弾道ミサイル発射や核実験を繰り返すなど北朝鮮の脅威は日増しに募っているが、核開発疑惑が強まった1994年に米国は核施設への「ピンポイント攻撃」を検討し、非公式に日本側に伝えていた。当時の羽田孜政権で危機管理にあたった熊谷弘元官房長官が産経新聞のインタビューに応じ、核保有の実現可能性を含め、あらゆる手段の検討を急いでいたことを明らかにした。(佐々木美恵)
--当時のクリントン米政権は北朝鮮への武力行使をどう伝えてきていたのか
「北朝鮮に対し『不動の決意をもって対処する』という意識だった。事態は大変だぞ、日本はちゃんとやれるのかとサジェスト(示唆)された。在外公館から上がる公電や各省など事務方からの報告を聞いても非常な緊張を感じた。特に外務省はものすごく強い危機感を持っていた」

* **生データ**
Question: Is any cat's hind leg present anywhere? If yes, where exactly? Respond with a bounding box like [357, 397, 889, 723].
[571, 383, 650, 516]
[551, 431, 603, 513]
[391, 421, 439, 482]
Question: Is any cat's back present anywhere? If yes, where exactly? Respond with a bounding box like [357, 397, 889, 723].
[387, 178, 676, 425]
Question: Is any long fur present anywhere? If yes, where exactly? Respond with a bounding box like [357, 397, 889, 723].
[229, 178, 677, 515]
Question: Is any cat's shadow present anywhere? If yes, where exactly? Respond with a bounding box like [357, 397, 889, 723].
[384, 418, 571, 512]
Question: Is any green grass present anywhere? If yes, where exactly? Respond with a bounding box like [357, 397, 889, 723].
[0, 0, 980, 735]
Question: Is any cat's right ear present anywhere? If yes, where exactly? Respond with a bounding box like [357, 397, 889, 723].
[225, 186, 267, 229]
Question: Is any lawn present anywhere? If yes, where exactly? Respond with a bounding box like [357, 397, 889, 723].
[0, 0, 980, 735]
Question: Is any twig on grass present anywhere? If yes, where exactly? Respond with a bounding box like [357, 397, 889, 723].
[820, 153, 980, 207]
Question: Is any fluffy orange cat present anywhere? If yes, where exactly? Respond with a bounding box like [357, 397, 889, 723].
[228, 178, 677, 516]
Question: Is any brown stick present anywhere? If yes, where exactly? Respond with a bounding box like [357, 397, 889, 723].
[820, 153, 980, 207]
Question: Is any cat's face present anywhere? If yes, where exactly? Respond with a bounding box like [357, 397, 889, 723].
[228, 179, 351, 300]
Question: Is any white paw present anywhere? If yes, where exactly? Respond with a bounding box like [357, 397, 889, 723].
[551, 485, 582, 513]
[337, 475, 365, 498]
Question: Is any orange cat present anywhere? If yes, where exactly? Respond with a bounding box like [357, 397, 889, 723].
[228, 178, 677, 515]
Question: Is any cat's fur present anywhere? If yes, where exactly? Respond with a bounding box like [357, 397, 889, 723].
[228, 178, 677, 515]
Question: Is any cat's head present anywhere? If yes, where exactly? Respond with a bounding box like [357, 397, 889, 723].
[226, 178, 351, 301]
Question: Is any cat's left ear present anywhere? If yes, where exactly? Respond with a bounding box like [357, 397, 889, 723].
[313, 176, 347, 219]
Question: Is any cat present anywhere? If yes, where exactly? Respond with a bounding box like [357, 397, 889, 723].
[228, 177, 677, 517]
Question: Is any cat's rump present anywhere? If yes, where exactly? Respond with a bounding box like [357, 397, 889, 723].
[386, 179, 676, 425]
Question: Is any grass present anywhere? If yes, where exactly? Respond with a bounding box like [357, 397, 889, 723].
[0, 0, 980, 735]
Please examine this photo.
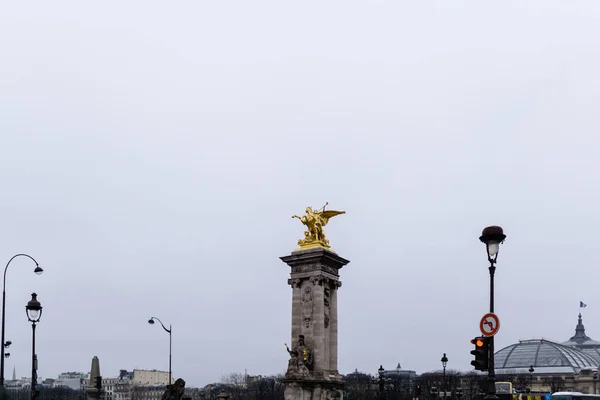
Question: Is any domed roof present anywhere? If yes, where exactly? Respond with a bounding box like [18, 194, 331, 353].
[494, 339, 599, 374]
[562, 313, 600, 365]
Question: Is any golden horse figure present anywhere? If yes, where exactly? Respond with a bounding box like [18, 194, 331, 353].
[292, 203, 346, 249]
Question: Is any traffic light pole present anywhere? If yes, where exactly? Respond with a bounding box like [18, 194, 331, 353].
[485, 266, 498, 400]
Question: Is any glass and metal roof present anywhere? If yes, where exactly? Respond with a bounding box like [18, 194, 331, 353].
[494, 339, 599, 374]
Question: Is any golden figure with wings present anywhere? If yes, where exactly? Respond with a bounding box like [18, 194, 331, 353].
[292, 203, 346, 249]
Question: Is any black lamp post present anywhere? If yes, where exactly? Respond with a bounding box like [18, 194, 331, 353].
[25, 293, 42, 400]
[148, 317, 173, 385]
[0, 254, 44, 387]
[479, 226, 506, 400]
[441, 353, 448, 397]
[377, 365, 385, 400]
[529, 365, 535, 393]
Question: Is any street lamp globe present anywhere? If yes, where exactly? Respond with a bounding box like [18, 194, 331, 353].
[441, 353, 448, 369]
[25, 293, 42, 323]
[479, 225, 506, 264]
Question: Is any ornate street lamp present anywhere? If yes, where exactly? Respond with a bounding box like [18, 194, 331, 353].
[0, 254, 44, 387]
[148, 317, 173, 386]
[440, 353, 448, 397]
[377, 365, 385, 400]
[479, 226, 506, 400]
[25, 293, 42, 400]
[529, 365, 535, 393]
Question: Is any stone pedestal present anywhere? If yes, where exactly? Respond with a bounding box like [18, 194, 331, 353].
[281, 248, 349, 400]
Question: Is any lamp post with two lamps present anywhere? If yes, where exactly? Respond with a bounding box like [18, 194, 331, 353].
[479, 226, 506, 400]
[0, 253, 44, 387]
[148, 317, 173, 385]
[440, 353, 448, 397]
[25, 293, 42, 400]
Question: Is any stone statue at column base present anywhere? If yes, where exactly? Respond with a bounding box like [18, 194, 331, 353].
[161, 378, 185, 400]
[285, 335, 313, 378]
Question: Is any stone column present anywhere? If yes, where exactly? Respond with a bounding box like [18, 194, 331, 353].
[281, 248, 349, 400]
[329, 281, 342, 376]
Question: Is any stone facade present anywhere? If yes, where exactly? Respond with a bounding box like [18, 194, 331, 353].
[281, 248, 349, 400]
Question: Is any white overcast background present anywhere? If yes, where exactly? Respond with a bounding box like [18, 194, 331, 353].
[0, 0, 600, 386]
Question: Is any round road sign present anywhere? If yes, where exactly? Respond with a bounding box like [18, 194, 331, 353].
[479, 313, 500, 336]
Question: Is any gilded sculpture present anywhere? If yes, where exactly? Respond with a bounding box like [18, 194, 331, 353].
[285, 335, 313, 378]
[292, 203, 346, 249]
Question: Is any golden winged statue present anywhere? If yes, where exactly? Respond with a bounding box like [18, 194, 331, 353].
[292, 203, 346, 249]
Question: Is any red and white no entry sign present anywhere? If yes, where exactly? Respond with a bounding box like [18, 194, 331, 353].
[479, 313, 500, 336]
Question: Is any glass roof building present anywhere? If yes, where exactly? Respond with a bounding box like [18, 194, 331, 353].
[494, 339, 600, 375]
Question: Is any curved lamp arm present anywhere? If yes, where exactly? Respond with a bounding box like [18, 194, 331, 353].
[148, 317, 171, 333]
[2, 253, 44, 287]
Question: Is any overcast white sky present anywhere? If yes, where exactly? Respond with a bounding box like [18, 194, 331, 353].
[0, 0, 600, 386]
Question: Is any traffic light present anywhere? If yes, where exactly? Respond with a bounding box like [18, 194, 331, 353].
[471, 336, 490, 371]
[415, 385, 422, 397]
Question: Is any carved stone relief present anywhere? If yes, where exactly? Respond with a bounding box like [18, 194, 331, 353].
[288, 278, 302, 288]
[292, 264, 338, 276]
[302, 285, 314, 328]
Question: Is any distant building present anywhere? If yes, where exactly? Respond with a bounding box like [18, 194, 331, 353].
[81, 369, 169, 400]
[132, 369, 169, 387]
[52, 372, 88, 390]
[383, 363, 417, 382]
[562, 313, 600, 365]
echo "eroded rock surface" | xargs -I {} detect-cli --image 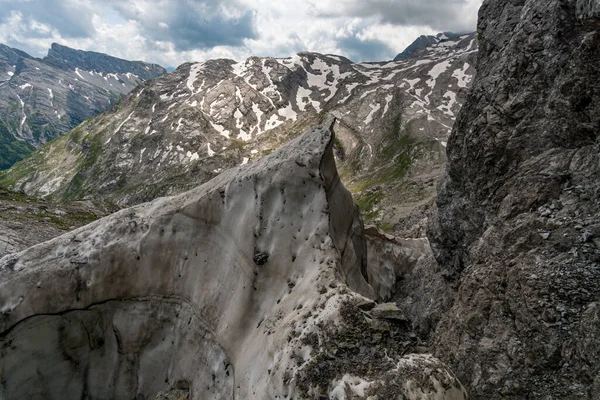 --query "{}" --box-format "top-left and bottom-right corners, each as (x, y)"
(429, 0), (600, 399)
(0, 126), (466, 399)
(0, 34), (477, 231)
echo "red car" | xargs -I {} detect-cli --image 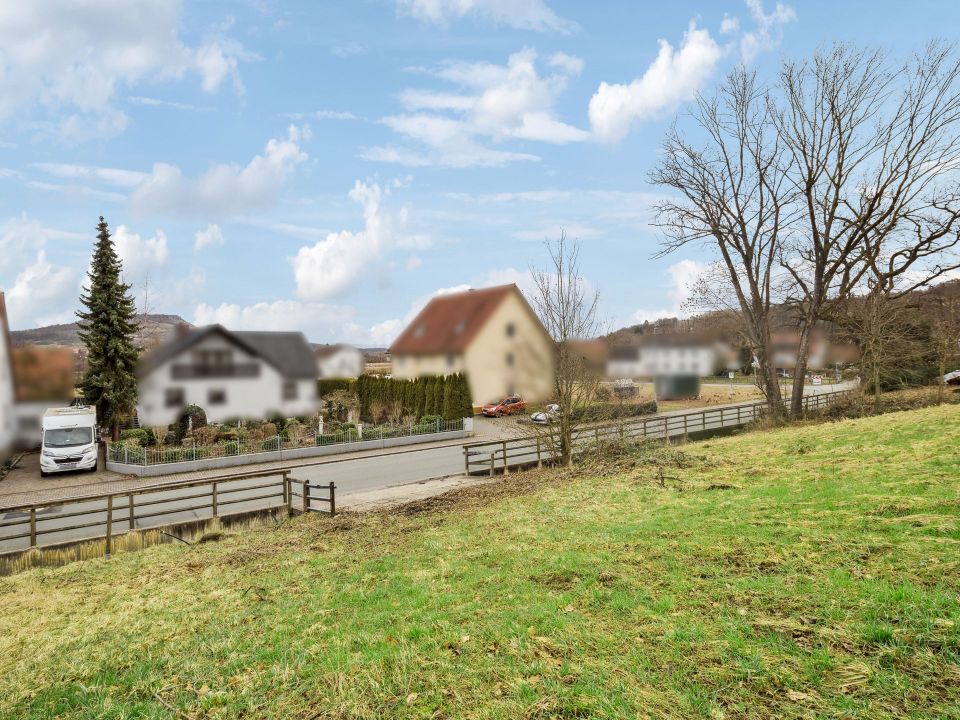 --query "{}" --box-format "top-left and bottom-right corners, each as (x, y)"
(482, 395), (527, 417)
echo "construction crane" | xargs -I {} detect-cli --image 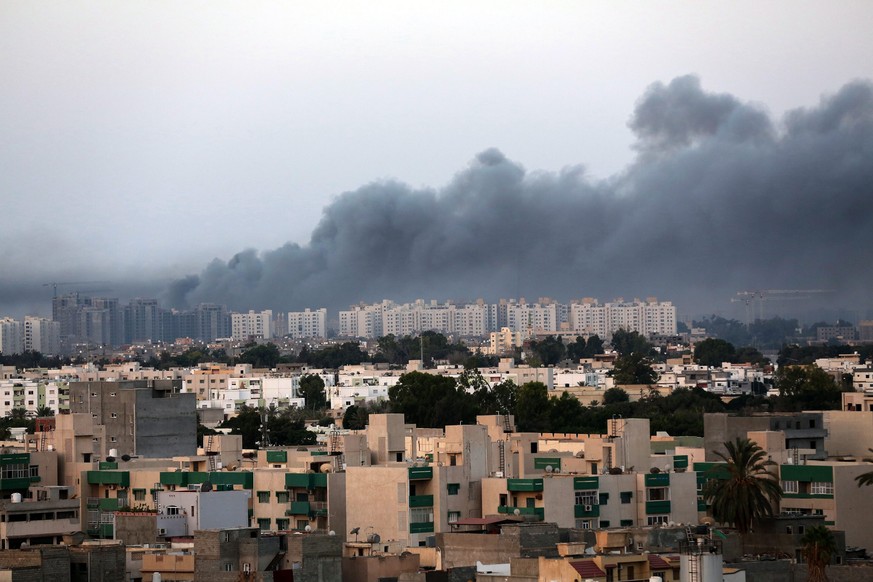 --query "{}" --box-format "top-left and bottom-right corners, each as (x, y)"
(42, 281), (109, 299)
(731, 289), (834, 327)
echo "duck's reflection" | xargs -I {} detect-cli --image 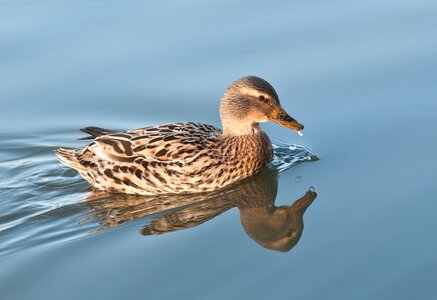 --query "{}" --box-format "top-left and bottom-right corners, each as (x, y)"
(86, 169), (317, 251)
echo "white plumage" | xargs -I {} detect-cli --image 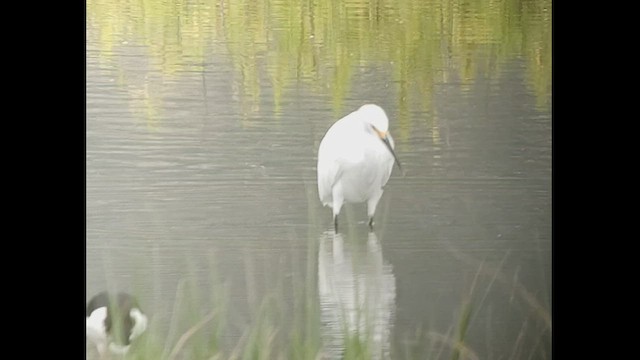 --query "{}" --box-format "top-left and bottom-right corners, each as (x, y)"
(86, 292), (147, 357)
(317, 104), (402, 232)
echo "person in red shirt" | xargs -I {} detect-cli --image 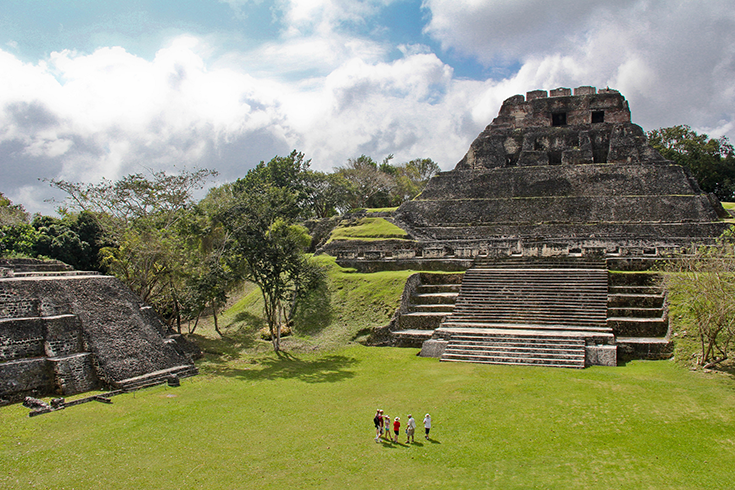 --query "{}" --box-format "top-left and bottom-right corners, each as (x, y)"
(393, 417), (401, 442)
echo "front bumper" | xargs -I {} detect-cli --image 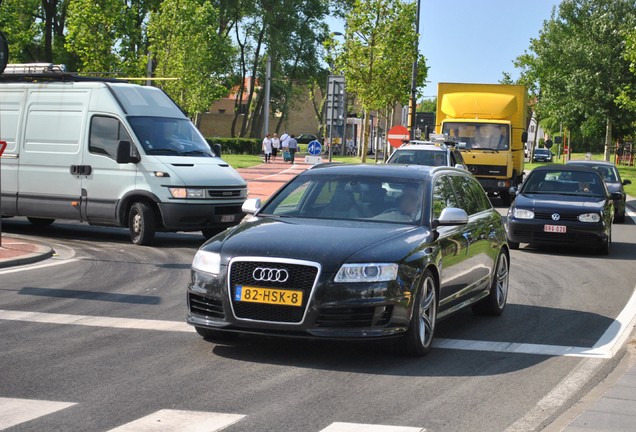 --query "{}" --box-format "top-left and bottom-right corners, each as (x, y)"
(186, 270), (412, 339)
(506, 219), (607, 246)
(158, 202), (245, 231)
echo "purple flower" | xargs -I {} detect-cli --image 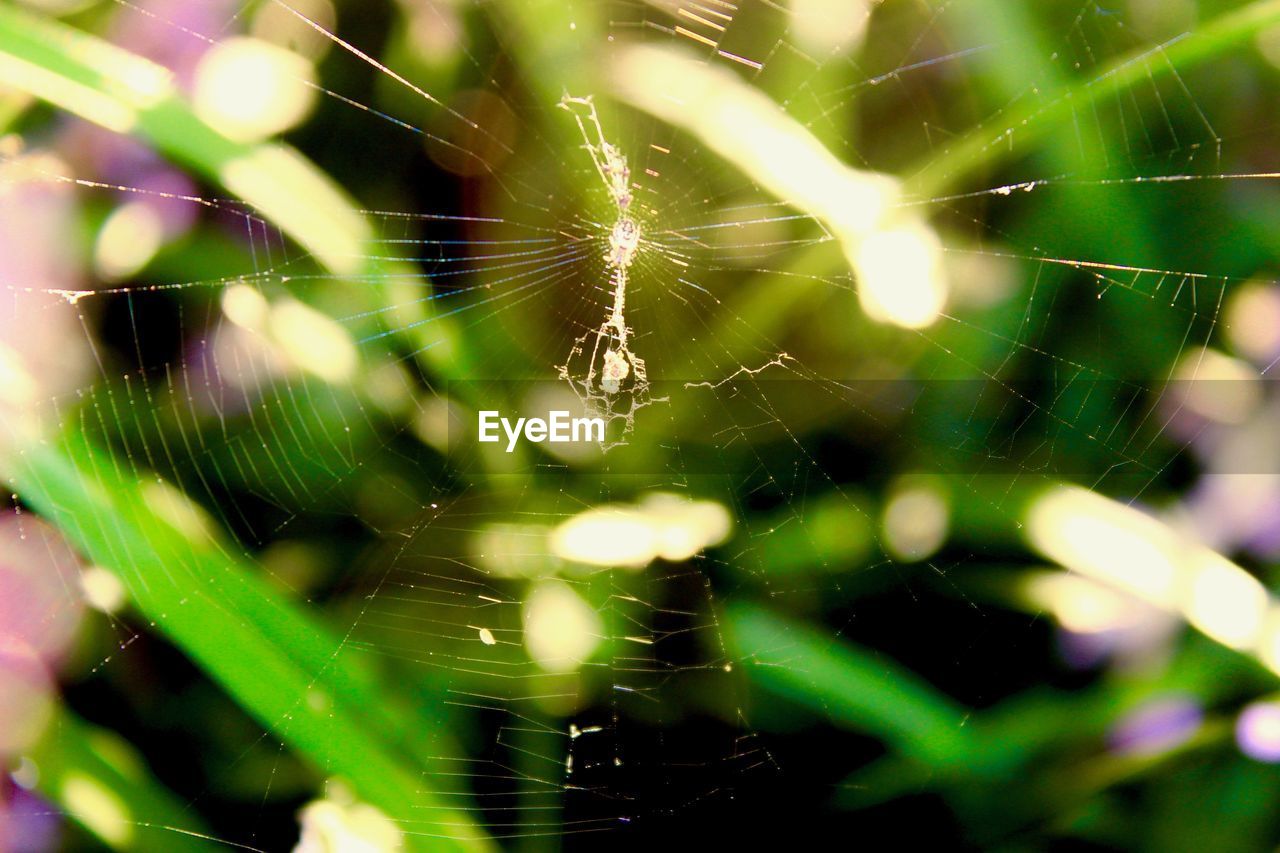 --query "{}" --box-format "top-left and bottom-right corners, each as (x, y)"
(1107, 695), (1204, 756)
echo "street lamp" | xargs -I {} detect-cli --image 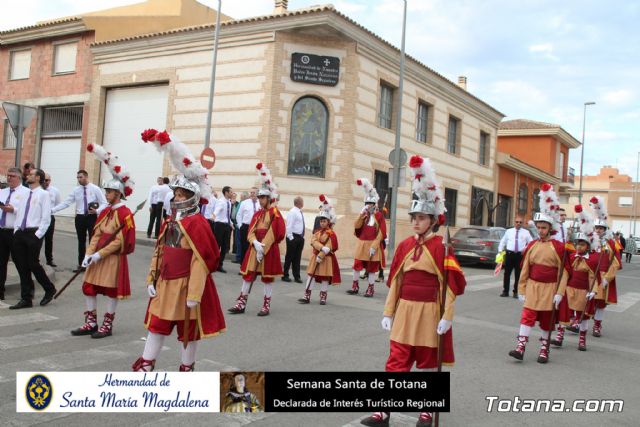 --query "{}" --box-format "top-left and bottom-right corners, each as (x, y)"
(578, 102), (596, 204)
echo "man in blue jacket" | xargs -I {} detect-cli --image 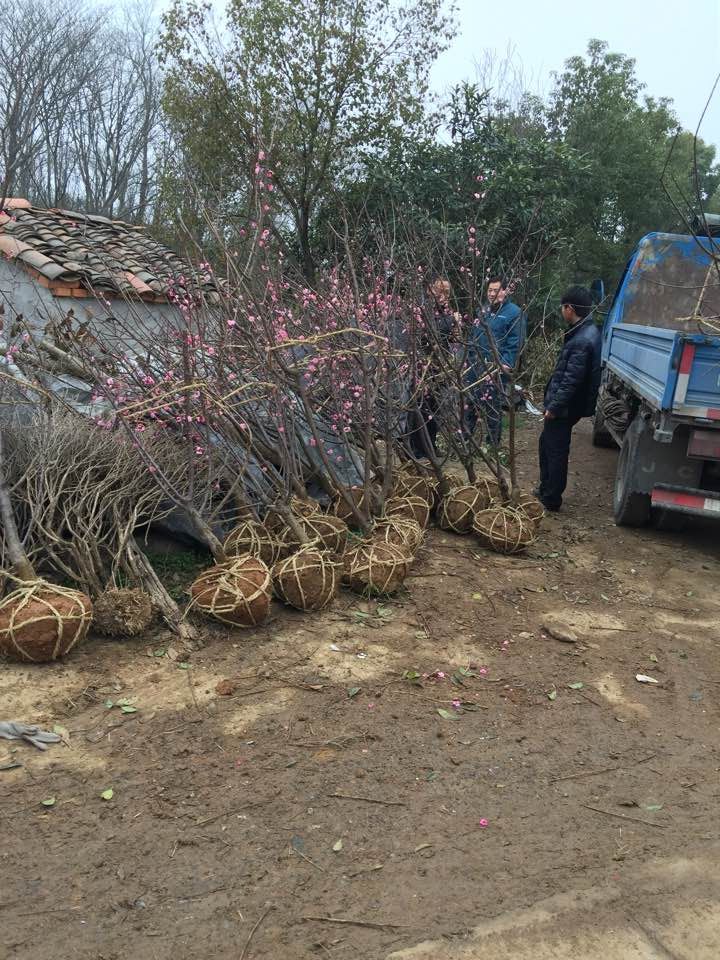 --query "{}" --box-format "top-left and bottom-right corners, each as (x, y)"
(537, 287), (601, 510)
(468, 277), (526, 447)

* **問題と課題**
A: 抜粋について、次の問いに答えてください。
(i) 米国が北朝鮮の核施設への「ピンポイント攻撃」を検討したのは何年か。
(ii) 産経新聞のインタビューに応じた熊谷弘氏は、どの政権で危機管理にあたったか。
(iii) 特にものすごく強い危機感を持っていたとされる省はどこか。
B: 抜粋の「--当時のクリントン米政権は北朝鮮への武力行使をどう伝えてきていたのか」から「ごく強い危機感を持っていた」」までを、「外務省」を「防衛庁」に置き換えて書き出せ。

* **問題の解答**
A:
(i) 1994年
(ii) 羽田孜政権
(iii) 外務省

B:
--当時のクリントン米政権は北朝鮮への武力行使をどう伝えてきていたのか
「北朝鮮に対し『不動の決意をもって対処する』という意識だった。事態は大変だぞ、日本はちゃんとやれるのかとサジェスト(示唆)された。在外公館から上がる公電や各省など事務方からの報告を聞いても非常な緊張を感じた。特に防衛庁はものすごく強い危機感を持っていた」